=== 文章段落 ===
GAMES101 HW7

这里回顾GAMES101 HW7，这次作业的内容是路径追踪。

课程主页：

• https://sites.cs.ucsb.edu/~lingqi/teaching/games101.html

课程作业：

• http://games-cn.org/forums/topic/allhw/

课程视频：

• https://www.bilibili.com/video/BV1X7411F744?spm_id_from=333.337.search-card.all.click

参考资料：

• https://games-cn.org/forums/topic/dalaoqingbangbangmangzuoyeqihuanzailijie-shadep-wo-hanshu/
• https://games-cn.org/forums/topic/games101-zuoye7-raokengyinlu-windows/
• https://zhuanlan.zhihu.com/p/350405670
• https://blog.csdn.net/qq_36242312/article/details/116307626
• https://games-cn.org/forums/topic/qiuzhuguanyuzuoye7deduoxianchengjiasu/
• https://blog.csdn.net/hejinjing_tom_com/article/details/124608702
• https://www.cnblogs.com/haippy/p/3236136.html
• https://blog.csdn.net/sevenjoin/article/details/82187127

一些问题

首先回顾这次作业的问题。

问题1：depth参数的作用。

直接光照只要计算一次，depth是为了保证这点。

=== 练习任务 A ===
把记录从开头一直到含有"[0,156,608,316]"的那一行（两头都算）重写一遍，把其中的"chocolate"换成"caramel"，别的地方都不改，图片不要放进去。
这篇文章和这些记录彼此没有关系。

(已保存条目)
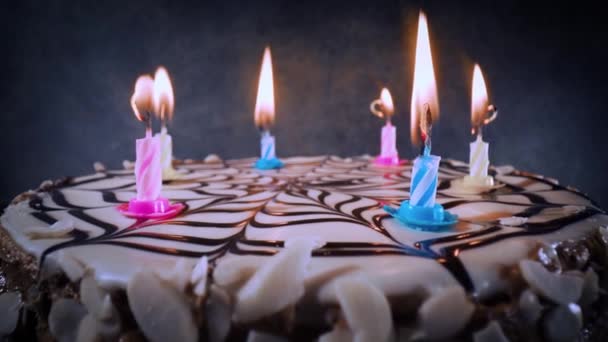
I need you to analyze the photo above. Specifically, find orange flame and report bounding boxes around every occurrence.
[380,88,395,116]
[131,75,154,121]
[154,66,175,120]
[410,12,439,145]
[471,64,498,134]
[254,47,274,130]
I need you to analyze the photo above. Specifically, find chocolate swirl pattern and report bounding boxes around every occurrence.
[2,156,606,293]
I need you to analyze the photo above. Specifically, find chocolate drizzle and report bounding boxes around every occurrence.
[7,157,603,291]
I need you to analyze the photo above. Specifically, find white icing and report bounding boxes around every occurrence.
[0,156,608,316]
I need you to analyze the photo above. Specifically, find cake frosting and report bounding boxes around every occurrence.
[0,156,608,341]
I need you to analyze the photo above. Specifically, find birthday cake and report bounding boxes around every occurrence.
[0,156,608,341]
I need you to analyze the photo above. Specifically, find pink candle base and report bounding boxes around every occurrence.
[117,197,186,219]
[374,156,407,166]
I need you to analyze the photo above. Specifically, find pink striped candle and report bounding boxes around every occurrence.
[135,133,163,201]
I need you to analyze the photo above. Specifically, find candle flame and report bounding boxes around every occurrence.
[369,88,395,119]
[153,66,175,120]
[131,75,154,121]
[380,88,395,116]
[410,12,439,145]
[254,47,274,130]
[471,64,488,129]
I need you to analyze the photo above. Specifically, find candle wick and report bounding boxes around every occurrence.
[420,103,433,156]
[146,113,152,138]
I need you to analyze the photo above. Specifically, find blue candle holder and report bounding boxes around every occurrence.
[254,157,284,170]
[384,154,458,231]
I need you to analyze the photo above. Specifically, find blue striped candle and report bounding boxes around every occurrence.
[409,154,441,208]
[260,131,276,160]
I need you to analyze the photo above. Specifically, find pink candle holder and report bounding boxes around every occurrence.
[117,197,186,219]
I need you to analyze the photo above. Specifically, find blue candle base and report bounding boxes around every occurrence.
[253,158,284,170]
[384,201,458,231]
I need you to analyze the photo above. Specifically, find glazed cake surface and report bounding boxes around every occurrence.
[1,156,608,341]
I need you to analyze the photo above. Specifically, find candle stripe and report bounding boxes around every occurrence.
[135,137,162,200]
[410,168,437,207]
[418,179,437,207]
[410,156,441,208]
[469,138,490,178]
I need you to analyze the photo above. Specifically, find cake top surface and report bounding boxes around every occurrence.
[1,156,608,297]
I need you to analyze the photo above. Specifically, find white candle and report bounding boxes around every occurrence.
[153,67,175,179]
[469,135,490,178]
[156,126,175,178]
[465,64,497,185]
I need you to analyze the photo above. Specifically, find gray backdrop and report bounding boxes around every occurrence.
[0,0,608,205]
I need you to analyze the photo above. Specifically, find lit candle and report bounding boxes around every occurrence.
[384,12,457,230]
[464,64,498,186]
[410,12,441,208]
[131,75,162,201]
[369,88,399,165]
[254,47,283,170]
[118,75,185,219]
[153,67,176,179]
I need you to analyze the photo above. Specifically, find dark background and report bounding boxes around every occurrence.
[0,0,608,206]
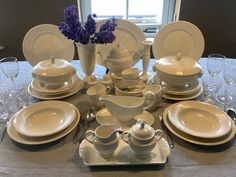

=== 练习任务 B ===
按照这篇讲GAMES101作业7的文章，depth参数是用来干什么的？

=== 输出结果 A ===
I need you to analyze the photo above. Specifically, find orange flame and report bounding boxes around every occurrence.
[380,88,395,116]
[131,75,154,121]
[154,66,175,120]
[410,12,439,145]
[471,64,498,134]
[254,47,274,130]
I need you to analyze the photo above. Specifically, find caramel swirl pattern and report bounding boxes around every occurrence.
[2,156,606,293]
I need you to analyze the photo above. Specifically, find caramel drizzle and report bounding boxes around every occurrence.
[7,157,603,291]
I need you to analyze the photo above. Specifically, find white icing and report bounding boxes around every occurrence.
[0,156,608,316]

=== 输出结果 B ===
用来保证直接光照只计算一次。